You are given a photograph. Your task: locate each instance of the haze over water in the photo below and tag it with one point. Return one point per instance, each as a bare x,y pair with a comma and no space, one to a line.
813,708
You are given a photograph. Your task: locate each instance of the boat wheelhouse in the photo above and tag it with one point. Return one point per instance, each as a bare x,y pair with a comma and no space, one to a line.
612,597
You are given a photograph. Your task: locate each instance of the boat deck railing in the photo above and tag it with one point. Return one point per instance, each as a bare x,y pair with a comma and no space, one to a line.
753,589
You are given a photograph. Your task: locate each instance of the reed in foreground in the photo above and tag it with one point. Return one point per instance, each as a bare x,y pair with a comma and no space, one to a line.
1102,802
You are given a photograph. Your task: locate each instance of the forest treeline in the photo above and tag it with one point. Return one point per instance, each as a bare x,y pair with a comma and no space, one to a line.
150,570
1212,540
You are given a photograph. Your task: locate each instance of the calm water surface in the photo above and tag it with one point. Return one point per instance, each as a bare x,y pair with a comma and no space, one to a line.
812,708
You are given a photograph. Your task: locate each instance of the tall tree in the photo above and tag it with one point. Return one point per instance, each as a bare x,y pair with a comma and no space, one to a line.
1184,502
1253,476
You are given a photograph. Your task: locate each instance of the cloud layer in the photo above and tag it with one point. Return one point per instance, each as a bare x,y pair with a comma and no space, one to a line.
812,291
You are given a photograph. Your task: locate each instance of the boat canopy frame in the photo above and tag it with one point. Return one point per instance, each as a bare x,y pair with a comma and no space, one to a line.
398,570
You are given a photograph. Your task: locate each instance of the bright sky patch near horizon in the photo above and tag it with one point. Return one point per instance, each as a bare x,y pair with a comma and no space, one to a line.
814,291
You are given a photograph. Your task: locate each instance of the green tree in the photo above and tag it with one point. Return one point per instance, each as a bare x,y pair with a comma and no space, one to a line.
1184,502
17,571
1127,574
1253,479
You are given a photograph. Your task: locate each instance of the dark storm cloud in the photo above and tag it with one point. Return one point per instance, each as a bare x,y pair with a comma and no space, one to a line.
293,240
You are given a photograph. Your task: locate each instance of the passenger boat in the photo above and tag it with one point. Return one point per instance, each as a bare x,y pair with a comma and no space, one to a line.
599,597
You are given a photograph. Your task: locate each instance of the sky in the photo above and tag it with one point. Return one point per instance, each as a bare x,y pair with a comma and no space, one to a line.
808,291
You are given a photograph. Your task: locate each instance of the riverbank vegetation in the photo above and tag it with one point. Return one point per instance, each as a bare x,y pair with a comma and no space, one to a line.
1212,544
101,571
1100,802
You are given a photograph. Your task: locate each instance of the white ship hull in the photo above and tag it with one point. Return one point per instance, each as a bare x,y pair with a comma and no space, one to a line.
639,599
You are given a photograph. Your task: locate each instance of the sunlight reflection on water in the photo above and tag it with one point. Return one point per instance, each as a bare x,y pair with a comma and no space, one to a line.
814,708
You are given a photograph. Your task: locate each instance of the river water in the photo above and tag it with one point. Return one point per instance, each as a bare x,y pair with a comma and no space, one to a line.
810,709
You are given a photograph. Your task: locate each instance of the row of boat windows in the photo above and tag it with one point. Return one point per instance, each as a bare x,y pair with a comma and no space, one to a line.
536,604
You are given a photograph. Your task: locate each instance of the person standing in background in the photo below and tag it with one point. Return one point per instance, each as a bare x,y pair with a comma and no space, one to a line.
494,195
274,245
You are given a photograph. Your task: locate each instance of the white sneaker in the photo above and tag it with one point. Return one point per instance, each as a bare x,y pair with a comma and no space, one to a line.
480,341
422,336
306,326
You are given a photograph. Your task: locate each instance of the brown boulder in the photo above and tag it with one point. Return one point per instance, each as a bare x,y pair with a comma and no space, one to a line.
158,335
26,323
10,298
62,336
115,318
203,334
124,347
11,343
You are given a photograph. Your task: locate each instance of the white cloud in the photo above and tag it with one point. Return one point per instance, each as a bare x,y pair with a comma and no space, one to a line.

> [What the task asks]: Give back the entire listing above, matching every line exactly.

> [Solution for this problem]:
You are given a photograph. Your task: locate each instance of the haze over water in the photo below and tag it with one point. Return one point per instance, each as a bare x,y pair with a comma and no space, one to a line.
813,708
You are given a photograph. Your task: locate each instance of the boat wheelhouse in the photo above and tag it with one point. Return one point per instance, each as a bare x,y pair with a comma and no space, one to a line.
612,597
You are given a photograph. Your task: locate each instance of the boat deck railing in the photo above and tag it with one point. Return one point per instance, each as a bare x,y pair with a comma and no space, one to a line.
753,589
You are given a photograph. Your task: locate each instance of the reed in foreground in the photo above and tag it with one point. Return one point per instance, each as a bare x,y pair with a comma and no space, one to a line.
1102,802
You are given a photograph. Your task: locate each instance of the forest treeline in the photo above and tag it with one point. Return one point per instance, each as a bare x,y pair with a comma and no space, one to a line.
150,570
1212,540
You are given a photograph. Your task: locate each instance of the calm water surface in the photo above and tag it with one point. Return one point per instance, each as a bare x,y pair with a comma and no space, one to a line.
812,708
You are given a photograph. Your task: locate each instance of the tall tree in the photo above and tag it with one point. Return one point per instance, each as a bare x,y pair with a comma and no space, one to a line.
1184,502
1253,476
You are given a photograph. Your task: locate each instance of the cloud layer in the photo above and tag it with one point. Return one point per instance, each as a bare x,y pair with a comma and no space, one to a line.
812,291
You are given a photograph. Your task: locate each instance of the boat canopy frame in the photo above and tag it with one point. Return one point per instance, each as a bare x,y pair with a comma and no space, one to a line.
398,570
You are given a photograph. Your task: locate each instance of the bright sky patch near horizon in the photo above and tag it with one point. Return one point per instance, each as a bare x,y pair with a comma and no space, one to a line.
814,291
You are given a photograph. Your task: locate each instance of the green tree in the photo above and tag it with one point. Return one point per instance, each as a bare x,y pair with a comma and no space, one to a line.
1184,502
17,571
1127,574
1253,479
You are given a photograph. Your task: locate each instance of the dark storm cloud in the photo above and tag it with one point. Return one point per instance, each as a bare x,y pair with a comma and no space, one to a line.
293,240
You are given a photograph. Your task: locate each instance of the passenger boat in the photo above and tag it with one point. Return one point per instance, each as a bare x,y pair with a comma and no space, one to a line.
599,597
You are given a photograph. Your task: locate each instance of the sky in the photo above and tag it with one point. Return one point per instance, each as a bare x,y pair with a comma and no space, one to a line.
808,291
You are given a photograph. Your task: locate each instance of the riverbank vegetation in the photo above and tag it with one point. Return one point per instance, each as a bare x,y pair with a comma and no space, one to a line.
1212,544
101,571
1100,802
You are given a photograph. Your task: locate each instance of the white ship hull in the photo above and tag it with one point. Return one point per instance, each as a bare x,y pair with a comma and no space, one to a line.
639,599
You are given a photograph. Your task: locate each instance of the sunlight reflection on water in the photo above and tag it with one point. Return one point per instance, each as a bare x,y pair with a comma and no space, one to a line.
814,708
You are given a photograph. Your task: locate each instance of the river water in the photo above and tag it with one point. Return one point per instance, each as a bare x,y pair with a comma and no space, one to a line.
810,709
You are given a photograph. Your task: locate each instance of the row of boat windows in the photo above and tag it with one point. Return one point per instance, each as a bare x,y pair with a comma and no space, one to a line.
536,604
You are given a photograph. Your task: locate each instance of the person standing in background in the photo below and tag it with one point. Return one point per instance, each as a bare x,y pair with a comma and no space, one to a line.
494,195
274,245
You are given a photograph. Your task: locate each instance of the white sneaker in the photo above and tag it with one point. Return one point per instance, each as a bare x,y pair with a comma and no space, one to a line.
480,341
422,336
306,326
You are given a photograph. Your task: locate each instance of the brown boulder in the photo above and tag it with one point. Return one point per instance, each as a bare x,y pair with a comma and no space, one to a line.
158,335
26,323
10,298
62,336
115,318
203,334
124,347
11,343
You are given a photograph. Your task: locate each instance of the white cloud in the photo above and tag it with one point. Return one point per instance, each as a bare x,y pair with a comma and no space, one to a line.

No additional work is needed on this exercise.